* Begin *
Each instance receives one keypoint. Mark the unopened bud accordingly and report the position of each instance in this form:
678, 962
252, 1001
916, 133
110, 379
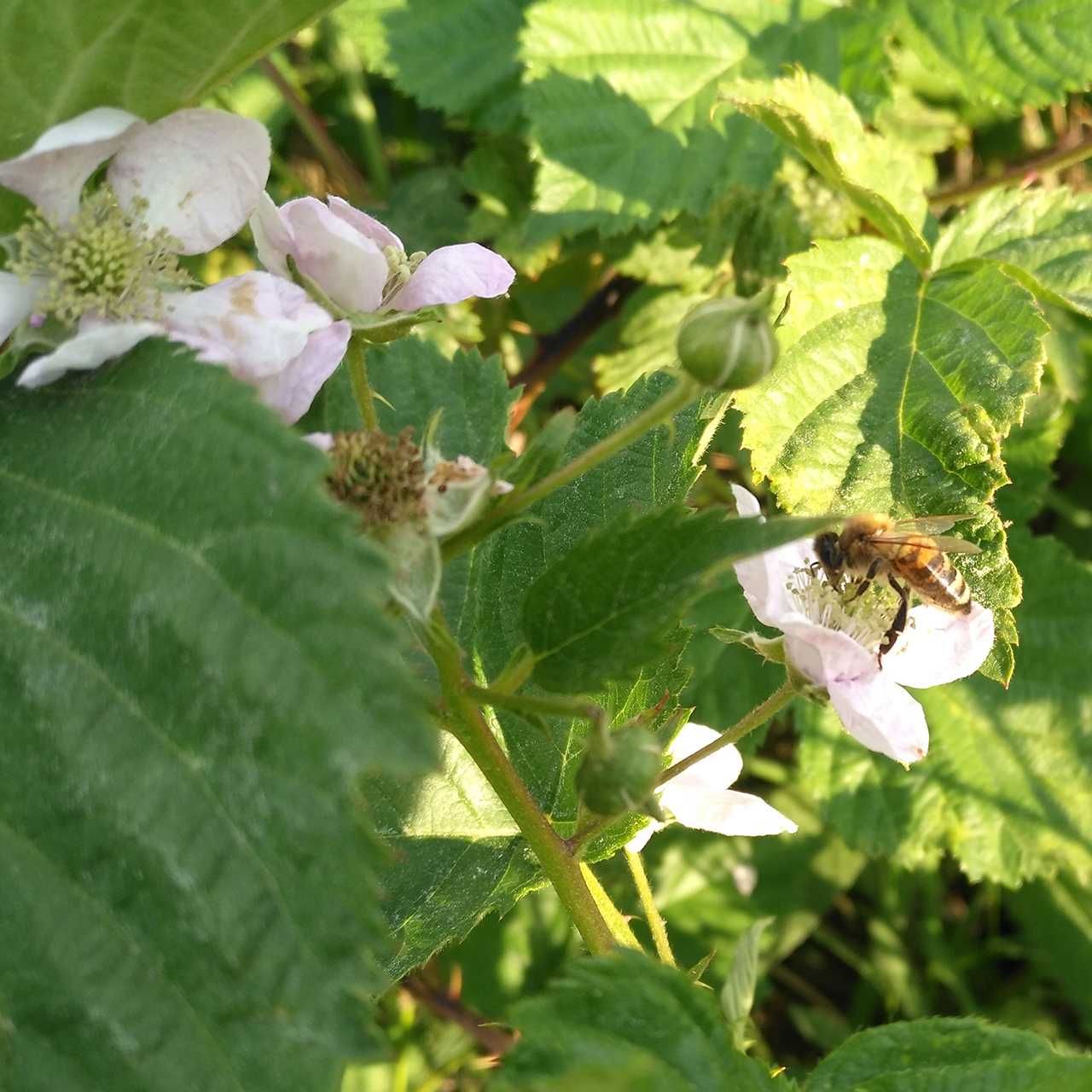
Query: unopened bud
619, 773
728, 343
* End *
## Task details
Write the whole listing out again, requests included but pictures omitted. Multiply every coordinate in the answers by 1.6 and round to whole numbers, with halves rounded up; numbers in the requests stay as they are.

## The answer
Each instance receives one keypoint. Mark the unopened bud accordingly and report the position of each instance in this form:
678, 962
252, 1001
916, 133
110, 379
Query: unopened bud
990, 1237
1165, 549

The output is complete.